Document extract:
☆ ☆ ☆ ☆ ☆ ☆ ☆

Announcing a tough austerity plan when your government’s popularity has hit rock bottom is a high-risk strategy, but Germany’s Chancellor seems ready to ride out the storm of protest. Even as trade unions warned of a summer of unrest, Angela Merkel put on a brave face when she announced the biggest round of spending cuts since World War II on Monday afternoon. “These are serious times, these are difficult times. We can’t afford everything that we want if we also want to look after our future,” Merkel told reporters in Berlin after her coalition government hammered out a framework deal to bring down Germany’s swollen public debt.

The austerity plan is ambitious — the aim is to save up to $95 billion by 2014 through a combination of deep spending cuts and revenue-raising measures. The savings include controversial cuts to welfare payments for the long-term unemployed and reductions in parental allowance for families. Merkel tried to head off critics by pointing out that the plan was fair because it included cuts to industry and the public sector. Under the plan, 10,000 civil servants working for federal ministries would lose their jobs; 40,000 jobs would be cut in the armed forces; there would be a new “ecological levy” on air travel; a tax would be imposed on the nuclear power industry; and, from 2012 on, there would be a tax on financial transactions. Even prestige building projects have been put on ice: the German government has postponed plans to build a replica of Berlin’s former Prussian palace.

☆ ☆ ☆ ☆ ☆ ☆ ☆

Dataset extract:
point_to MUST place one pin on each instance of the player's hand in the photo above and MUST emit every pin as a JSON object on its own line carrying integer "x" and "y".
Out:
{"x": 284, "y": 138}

☆ ☆ ☆ ☆ ☆ ☆ ☆

Things to do:
1. Turn the paragraph in the article on Germany's austerity plan that begins "The austerity plan is ambitious" into a short bulleted list that keeps its main facts.
2. From the article on Germany's austerity plan, quote the passage starting at "Announcing a tough" and ending at "swollen public debt.".
3. Extend the article on Germany's austerity plan, picking up after its final sentence.

Results for each task:
1.
- Goal: save up to $95 billion by 2014 through deep spending cuts and revenue-raising measures.
- Controversial cuts: lower welfare payments for the long-term unemployed and reduced parental allowance for families.
- Merkel called the plan fair because it also cuts industry and the public sector.
- Job losses: 10,000 civil servants in federal ministries and 40,000 jobs in the armed forces.
- New revenue: an "ecological levy" on air travel, a tax on the nuclear power industry, and a tax on financial transactions from 2012.
- Prestige projects on hold: the government has postponed rebuilding a replica of Berlin's former Prussian palace.

2.
Announcing a tough austerity plan when your government’s popularity has hit rock bottom is a high-risk strategy, but Germany’s Chancellor seems ready to ride out the storm of protest. Even as trade unions warned of a summer of unrest, Angela Merkel put on a brave face when she announced the biggest round of spending cuts since World War II on Monday afternoon. “These are serious times, these are difficult times. We can’t afford everything that we want if we also want to look after our future,” Merkel told reporters in Berlin after her coalition government hammered out a framework deal to bring down Germany’s swollen public debt.

3.
“We’ve lived beyond our means over the past few years,” Guido Westerwelle, Vice Chancellor and leader of Merkel’s coalition partners, the Free Democratic Party (FDP), bluntly told a news conference on Monday. As a concession to the FDP, which campaigned on a tax-cutting platform in last September’s election, Merkel said there would be no hike in income tax and no increase in sales tax, while spending on education and research would be protected. “The last few months have shown — in connection with the crisis in Greece and the euro zone — how crucial solid finances are, and they are the precondition for being able to live in stability and prosperity,” said Merkel.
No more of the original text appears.